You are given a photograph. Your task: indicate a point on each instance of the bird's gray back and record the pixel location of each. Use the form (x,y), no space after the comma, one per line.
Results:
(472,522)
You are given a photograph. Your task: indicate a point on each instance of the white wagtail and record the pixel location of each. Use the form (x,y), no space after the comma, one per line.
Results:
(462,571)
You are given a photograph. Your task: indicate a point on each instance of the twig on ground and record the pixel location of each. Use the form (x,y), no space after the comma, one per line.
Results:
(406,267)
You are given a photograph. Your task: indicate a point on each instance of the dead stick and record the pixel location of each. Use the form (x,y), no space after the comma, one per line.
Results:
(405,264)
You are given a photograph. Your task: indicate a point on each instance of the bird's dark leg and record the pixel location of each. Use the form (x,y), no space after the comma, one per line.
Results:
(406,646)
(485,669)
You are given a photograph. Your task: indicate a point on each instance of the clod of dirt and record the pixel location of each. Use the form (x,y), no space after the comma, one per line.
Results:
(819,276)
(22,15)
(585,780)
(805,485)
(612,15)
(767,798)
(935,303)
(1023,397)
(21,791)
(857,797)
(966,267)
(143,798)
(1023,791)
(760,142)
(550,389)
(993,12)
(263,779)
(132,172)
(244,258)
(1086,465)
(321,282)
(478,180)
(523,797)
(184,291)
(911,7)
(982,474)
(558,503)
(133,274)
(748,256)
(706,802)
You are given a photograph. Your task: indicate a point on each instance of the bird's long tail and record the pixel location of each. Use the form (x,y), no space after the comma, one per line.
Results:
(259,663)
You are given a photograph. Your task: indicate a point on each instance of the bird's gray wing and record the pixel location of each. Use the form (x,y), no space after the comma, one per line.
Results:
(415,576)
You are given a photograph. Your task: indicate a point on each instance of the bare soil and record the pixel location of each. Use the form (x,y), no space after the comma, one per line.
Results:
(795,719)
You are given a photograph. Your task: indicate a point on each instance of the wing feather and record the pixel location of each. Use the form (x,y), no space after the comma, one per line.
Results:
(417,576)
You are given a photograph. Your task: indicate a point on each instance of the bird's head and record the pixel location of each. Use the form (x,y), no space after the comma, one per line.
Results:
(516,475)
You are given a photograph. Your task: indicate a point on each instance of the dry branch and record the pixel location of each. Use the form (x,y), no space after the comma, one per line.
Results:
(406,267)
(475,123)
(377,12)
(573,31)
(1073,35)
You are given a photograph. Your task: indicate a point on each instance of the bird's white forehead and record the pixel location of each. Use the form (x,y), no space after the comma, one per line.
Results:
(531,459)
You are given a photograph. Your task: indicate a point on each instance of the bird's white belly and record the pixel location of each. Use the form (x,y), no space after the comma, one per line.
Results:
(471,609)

◆ **WORK INSTRUCTIONS**: Please update the entries from the line that contains "bird's gray wing" through the end of the entries, replacing "photograph" with "image" and leaving everything else unchanged.

◆ **OUTPUT FOR THIS EXERCISE**:
You are given a image. Your task: indicate a point on each instance of the bird's gray wing and record the pixel location of each. Use the form (x,y), no space after the comma, one per line.
Results:
(415,576)
You are given a image. Your task: indicate a point on each instance of the bare soil and record the pixel location of each. Use the form (x,y), no space after the comma, one per line.
Results:
(795,719)
You are given a image. Your task: indicate a point on each instance of the wing feather and record the pixel location of each. Use the form (x,y), no space after the comma, one per line.
Results:
(417,576)
You are given a image. Your task: indicate a point on each instance of the bird's head and record the pixel location of each. Use the form (x,y), no space after the comma, one per line.
Results:
(516,475)
You are given a image. Your task: indicate a point on each instance of the dry branch and record the pixel location of each. Use the form (x,y), no space after the comma, one per line.
Results:
(406,267)
(475,123)
(377,12)
(573,31)
(1073,35)
You are given a image. Your task: indicate a point on each instance of the bird's white forehead and record the pixel location of each. Use the form (x,y), no space after the comma, one per line.
Results:
(531,459)
You are given a image. Your task: indicate a point on each instance of the bird's white belly and record the pixel location of each. Use the form (x,y), no space after the comma, one per line.
Results:
(471,609)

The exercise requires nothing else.